◆ Task 1: In the January garden tips, what did a garden club member give as a Christmas gift?
◆ Task 2: Copy the January garden tips word for word, between "Garden tips for" and "this year’s garden.", inclusive.

Garden tips for January from Islander and Master Gardener Linda Dodds
January 2013! A new calendar year and an opportunity to review how last year’s garden grew and design this year’s garden.
During the usually cold and wet month of January I take some time to think about how my last year’s garden thrived or failed. If a plant did not thrive, I ask myself several questions. Did the plant received enough or too much water and did it receive too much or too little sunshine? Did it grow too large for it’s area or was it hidden by larger plants? Was the plant’s color compatible with it’s surrounding plants, blend in when you wanted it to be a showpiece? Was it planted at the right time of the year, planted correctly and of course the very necessary question of whether it was a plant that would flourish in our local growing zone? It’s almost impossible to grow a bird of paradise or other tropical plants outside in our area so don’t waste your time unless you want to go to extreme measures to protect them from our cool winter months. Or even having to move them indoors to protect them from the cold. If you go through those simple questions and determine that you have covered all the bases needed to have that plant, tree or shrub flourish, you will be surprised at how well it can fight off disease and have less bug damage. Compost and perhaps some alfalfa meal is about the only fertilizer most of your plants should need. As the old saying goes…Right plant in the right place will make a huge difference in plant care and maintenance. I was lucky enough to receive a soil tester this past Christmas from a garden club member, so spring will find me out determining the soil acidity of my garden areas and planting or amending the soil as needed. I’m really excited about the prospect of poking my tester all over my acre of land.
Now for the fun part of planning your 2013 garden.
Be creative, whimsical and even if you have a very small space to add it, put in something bright, silly or out of the ordinary. Perhaps along the bend in a path, you could place a figurine, a colored ball or a piece of whimsical art. A bowling ball set atop a piece of re bar makes great plant protectors from sprawling hoses and a couple of old bowling pins situated down a line from the ball gives your yard a sense of humor. A brightly painted old chair surrounded by shrubs makes a lovely place to sit and read a book on gardening. An old tool shed can be painted up to be a lovely place to show off baskets of potted geraniums or old garden tools. Going through garden books and magazines can stimulate a lot of ideas for adding a new area to your existing gardens. If you like a tropical look, there are plants that simulate a tropical look. Musa bajoo banana plants look tropical but are very hardy and will come back every year. Tropicana’s have brightly colored huge leaves with iridescent fall flowers and ferns will add a lacy and soft feel. Water is an element that can easily be added to any garden whether you only have a small space for a colorful pot with a bubbling insert or full fledged pond with a waterfall. And you can even simulate a water feature by adding a dry stream. Just take a good look at nature and follow the bends in the terrain to create a waterless stream with larger rocks flanking the sides.

Saved entries

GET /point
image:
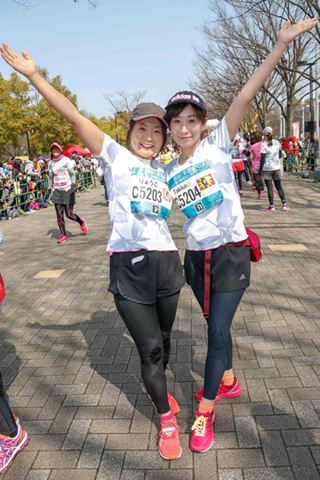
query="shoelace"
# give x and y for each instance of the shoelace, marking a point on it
(169, 430)
(5, 448)
(200, 426)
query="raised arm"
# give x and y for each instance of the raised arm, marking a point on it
(89, 133)
(240, 105)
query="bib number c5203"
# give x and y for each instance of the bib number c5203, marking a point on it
(149, 192)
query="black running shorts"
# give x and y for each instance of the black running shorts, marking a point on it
(142, 276)
(230, 268)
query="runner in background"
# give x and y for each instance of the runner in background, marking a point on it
(270, 168)
(255, 156)
(237, 163)
(62, 182)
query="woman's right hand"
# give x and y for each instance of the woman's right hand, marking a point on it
(24, 65)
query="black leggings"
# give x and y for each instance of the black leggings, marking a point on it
(60, 209)
(150, 327)
(223, 306)
(279, 189)
(258, 182)
(8, 426)
(239, 175)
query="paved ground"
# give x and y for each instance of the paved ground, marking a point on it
(73, 371)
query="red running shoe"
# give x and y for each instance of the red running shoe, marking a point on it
(9, 447)
(228, 391)
(84, 227)
(169, 443)
(202, 432)
(173, 404)
(62, 238)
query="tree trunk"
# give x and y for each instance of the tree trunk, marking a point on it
(289, 118)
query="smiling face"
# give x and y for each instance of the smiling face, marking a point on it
(186, 128)
(146, 138)
(55, 152)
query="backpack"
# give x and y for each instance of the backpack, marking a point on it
(255, 246)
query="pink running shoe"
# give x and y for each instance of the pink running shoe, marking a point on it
(202, 432)
(63, 238)
(16, 419)
(228, 391)
(84, 227)
(9, 447)
(173, 404)
(169, 444)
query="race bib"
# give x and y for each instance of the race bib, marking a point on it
(61, 179)
(149, 192)
(195, 189)
(235, 155)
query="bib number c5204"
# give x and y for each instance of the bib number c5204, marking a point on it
(195, 189)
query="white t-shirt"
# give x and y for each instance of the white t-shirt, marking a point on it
(222, 223)
(60, 170)
(130, 180)
(272, 155)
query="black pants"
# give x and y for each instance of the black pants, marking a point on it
(239, 175)
(150, 327)
(278, 186)
(258, 182)
(223, 307)
(8, 426)
(60, 209)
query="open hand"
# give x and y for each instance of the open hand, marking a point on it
(24, 65)
(287, 33)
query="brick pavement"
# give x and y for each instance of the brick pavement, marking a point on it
(72, 370)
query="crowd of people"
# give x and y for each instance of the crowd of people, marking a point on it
(24, 186)
(146, 274)
(258, 159)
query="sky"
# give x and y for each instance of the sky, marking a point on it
(131, 45)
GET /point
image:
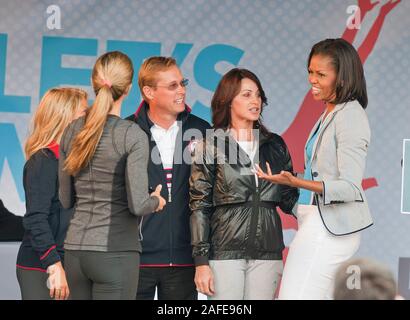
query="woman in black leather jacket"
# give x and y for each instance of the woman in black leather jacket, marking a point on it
(236, 231)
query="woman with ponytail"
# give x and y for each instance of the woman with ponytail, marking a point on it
(103, 174)
(45, 221)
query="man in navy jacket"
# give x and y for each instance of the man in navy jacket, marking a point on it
(166, 260)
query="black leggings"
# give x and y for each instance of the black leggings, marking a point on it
(93, 275)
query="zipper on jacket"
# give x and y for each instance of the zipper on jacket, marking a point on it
(250, 248)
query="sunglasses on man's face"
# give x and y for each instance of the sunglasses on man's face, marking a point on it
(174, 85)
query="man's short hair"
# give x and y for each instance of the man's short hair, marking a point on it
(147, 75)
(374, 281)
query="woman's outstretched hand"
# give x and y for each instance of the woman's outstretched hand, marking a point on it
(284, 177)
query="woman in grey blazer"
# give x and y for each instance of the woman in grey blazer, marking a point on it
(103, 175)
(332, 207)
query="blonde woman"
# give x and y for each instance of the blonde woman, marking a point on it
(45, 221)
(103, 171)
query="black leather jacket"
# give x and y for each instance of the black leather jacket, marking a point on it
(232, 217)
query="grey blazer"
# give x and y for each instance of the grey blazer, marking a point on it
(338, 160)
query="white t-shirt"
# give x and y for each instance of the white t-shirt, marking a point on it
(165, 140)
(250, 148)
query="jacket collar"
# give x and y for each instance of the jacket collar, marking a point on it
(323, 125)
(54, 147)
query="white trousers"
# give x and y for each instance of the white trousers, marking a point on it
(245, 279)
(313, 258)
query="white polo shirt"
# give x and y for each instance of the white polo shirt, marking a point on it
(165, 140)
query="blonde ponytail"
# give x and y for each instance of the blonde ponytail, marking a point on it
(56, 110)
(111, 78)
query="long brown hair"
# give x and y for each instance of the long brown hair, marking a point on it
(55, 111)
(111, 78)
(350, 80)
(228, 88)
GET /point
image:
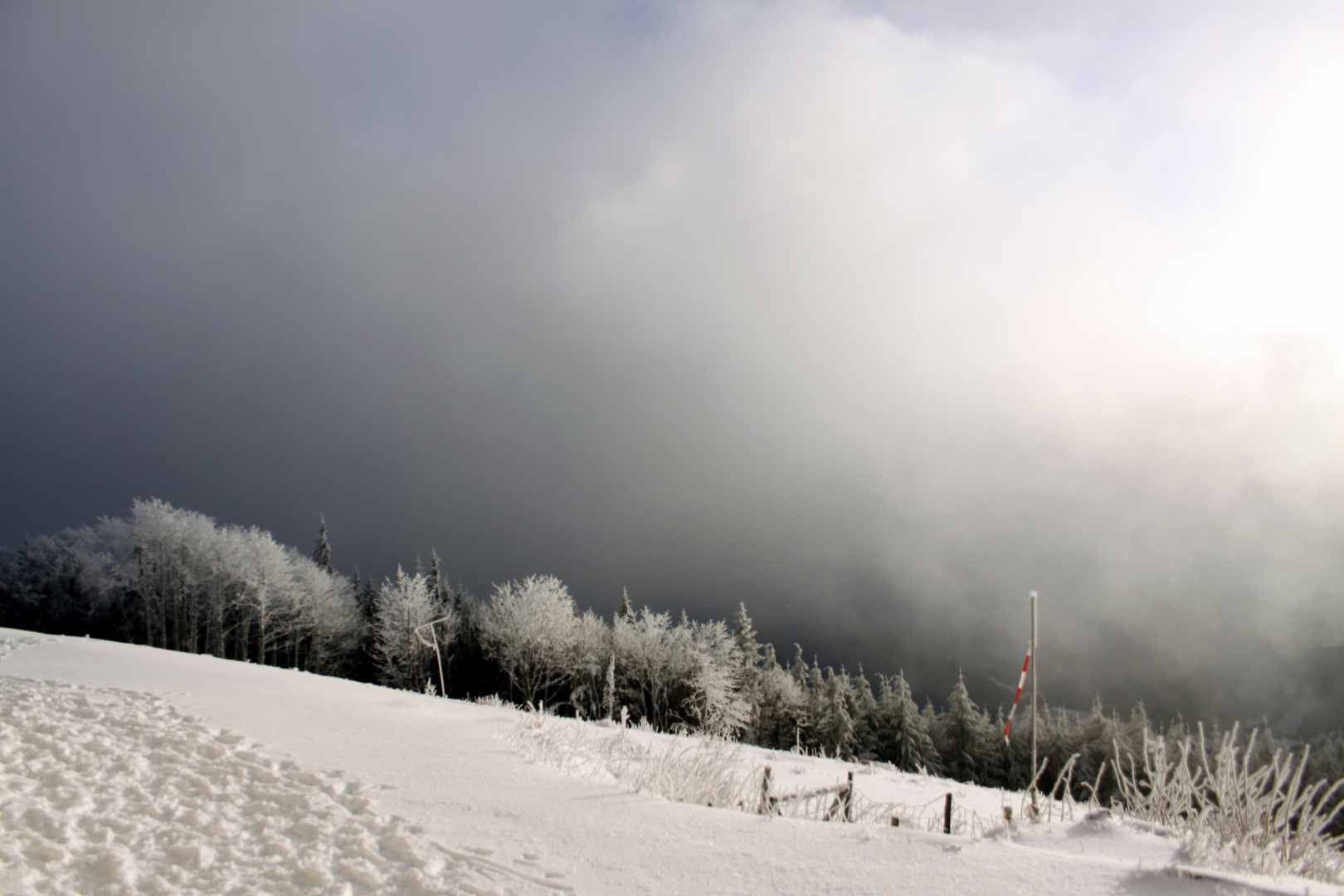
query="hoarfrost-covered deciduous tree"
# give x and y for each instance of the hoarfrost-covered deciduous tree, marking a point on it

◆ Answer 1: A soil tester.

◆ Answer 2:
Garden tips for January from Islander and Master Gardener Linda Dodds
January 2013! A new calendar year and an opportunity to review how last year’s garden grew and design this year’s garden.